TEXT SECTION >>
>>>

The U.S. utility industry has never faced a more uncertain legal and regulatory landscape. From FERC demand-response pricing to state ratemaking disputes, legal trends and decisions are reshaping the power and gas market. The industry’s top legal minds provide strategic counsel.
By definition, a battlefield is an ugly place. Conflict creates chaos, uncertainty and danger.
So it is on the battlefield of public policy, where utility companies, lawmakers and consumers are wrangling over some major challenges and differences. Conflicts are happening at all levels of the law, from the U.S. Congress all the way down to city councils. And while these conflicts involve a huge variety of complex legal issues—from local siting to global warming—they all can be distilled into a fundamental disagreement over America’s energy strategy.
In recent years, the country’s energy policy has been morphing and shifting more than usual. Fortnightly examined many of the developing changes in last year’s Groundbreaking Law & Lawyers Report (see “Policy Shift,” November 2009). Since then, very few issues have been resolved—and in fact the degree of uncertainty has increased, with a slew of new rules and proposals from multiple federal agencies, plus lawsuits and rate-case conflicts in numerous states, and the enactment of Wall Street reform legislation that will substantially change the way energy companies hedge their commodity price risks.

<<<

DATASET EXCERPTS >>
>>>

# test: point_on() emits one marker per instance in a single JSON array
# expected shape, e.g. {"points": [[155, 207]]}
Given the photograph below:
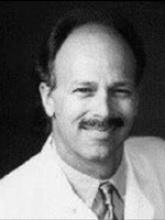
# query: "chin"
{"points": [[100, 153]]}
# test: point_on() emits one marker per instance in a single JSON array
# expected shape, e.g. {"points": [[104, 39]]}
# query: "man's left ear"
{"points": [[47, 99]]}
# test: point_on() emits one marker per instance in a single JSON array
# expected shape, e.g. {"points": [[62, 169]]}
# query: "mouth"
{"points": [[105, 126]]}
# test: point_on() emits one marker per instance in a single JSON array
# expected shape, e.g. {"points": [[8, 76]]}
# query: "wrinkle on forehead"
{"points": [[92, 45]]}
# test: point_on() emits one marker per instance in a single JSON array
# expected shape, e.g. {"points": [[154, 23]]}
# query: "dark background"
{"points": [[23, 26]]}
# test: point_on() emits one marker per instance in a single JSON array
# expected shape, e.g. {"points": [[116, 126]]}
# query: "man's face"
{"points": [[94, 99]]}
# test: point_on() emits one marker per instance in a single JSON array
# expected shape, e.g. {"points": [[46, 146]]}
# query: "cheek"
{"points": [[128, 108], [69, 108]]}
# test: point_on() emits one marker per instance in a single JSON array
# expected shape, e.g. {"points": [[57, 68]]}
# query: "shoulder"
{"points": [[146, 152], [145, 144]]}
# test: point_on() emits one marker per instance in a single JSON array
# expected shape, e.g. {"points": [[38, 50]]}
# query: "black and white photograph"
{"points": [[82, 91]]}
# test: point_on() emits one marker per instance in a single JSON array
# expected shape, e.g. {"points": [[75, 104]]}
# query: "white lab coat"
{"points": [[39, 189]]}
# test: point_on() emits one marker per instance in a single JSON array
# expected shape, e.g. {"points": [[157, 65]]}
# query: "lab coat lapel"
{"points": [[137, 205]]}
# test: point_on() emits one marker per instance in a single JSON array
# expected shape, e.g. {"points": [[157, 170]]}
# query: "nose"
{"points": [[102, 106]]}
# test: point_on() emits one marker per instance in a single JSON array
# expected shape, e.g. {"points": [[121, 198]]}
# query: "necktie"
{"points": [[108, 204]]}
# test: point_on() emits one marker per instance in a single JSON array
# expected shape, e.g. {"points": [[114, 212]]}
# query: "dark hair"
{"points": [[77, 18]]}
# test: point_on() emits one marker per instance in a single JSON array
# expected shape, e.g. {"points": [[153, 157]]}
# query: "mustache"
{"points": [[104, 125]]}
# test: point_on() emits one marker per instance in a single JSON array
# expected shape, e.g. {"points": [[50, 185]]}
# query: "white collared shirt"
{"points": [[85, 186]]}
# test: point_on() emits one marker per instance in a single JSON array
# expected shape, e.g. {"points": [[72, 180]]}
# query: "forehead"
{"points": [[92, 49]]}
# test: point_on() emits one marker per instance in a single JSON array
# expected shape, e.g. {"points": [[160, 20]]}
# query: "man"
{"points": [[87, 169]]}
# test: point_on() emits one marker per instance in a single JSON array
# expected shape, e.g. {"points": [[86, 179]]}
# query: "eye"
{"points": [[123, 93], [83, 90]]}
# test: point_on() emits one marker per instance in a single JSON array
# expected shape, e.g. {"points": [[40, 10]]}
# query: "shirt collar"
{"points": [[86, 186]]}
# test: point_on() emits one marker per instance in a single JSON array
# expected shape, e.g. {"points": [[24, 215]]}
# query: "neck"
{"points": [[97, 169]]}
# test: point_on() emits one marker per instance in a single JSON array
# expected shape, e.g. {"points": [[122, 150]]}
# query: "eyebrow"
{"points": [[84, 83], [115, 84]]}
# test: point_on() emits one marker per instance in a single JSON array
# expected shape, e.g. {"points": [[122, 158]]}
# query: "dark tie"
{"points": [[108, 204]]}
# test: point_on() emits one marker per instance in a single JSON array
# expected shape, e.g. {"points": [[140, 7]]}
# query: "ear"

<<<

REQUEST A >>
Using the text on utility law, explain in one to three sentences why uncertainty has grown since last year's report.
REQUEST B >>
Write out the passage of the text on utility law, starting with "So it is on" and going on through "America’s energy strategy.".

EXERCISE ANSWER A >>
Very few issues have been resolved since then. Multiple federal agencies have issued a slew of new rules and proposals, and numerous states have seen lawsuits and rate-case conflicts. Wall Street reform legislation has also been enacted, and it will substantially change the way energy companies hedge their commodity price risks.

EXERCISE ANSWER B >>
So it is on the battlefield of public policy, where utility companies, lawmakers and consumers are wrangling over some major challenges and differences. Conflicts are happening at all levels of the law, from the U.S. Congress all the way down to city councils. And while these conflicts involve a huge variety of complex legal issues—from local siting to global warming—they all can be distilled into a fundamental disagreement over America’s energy strategy.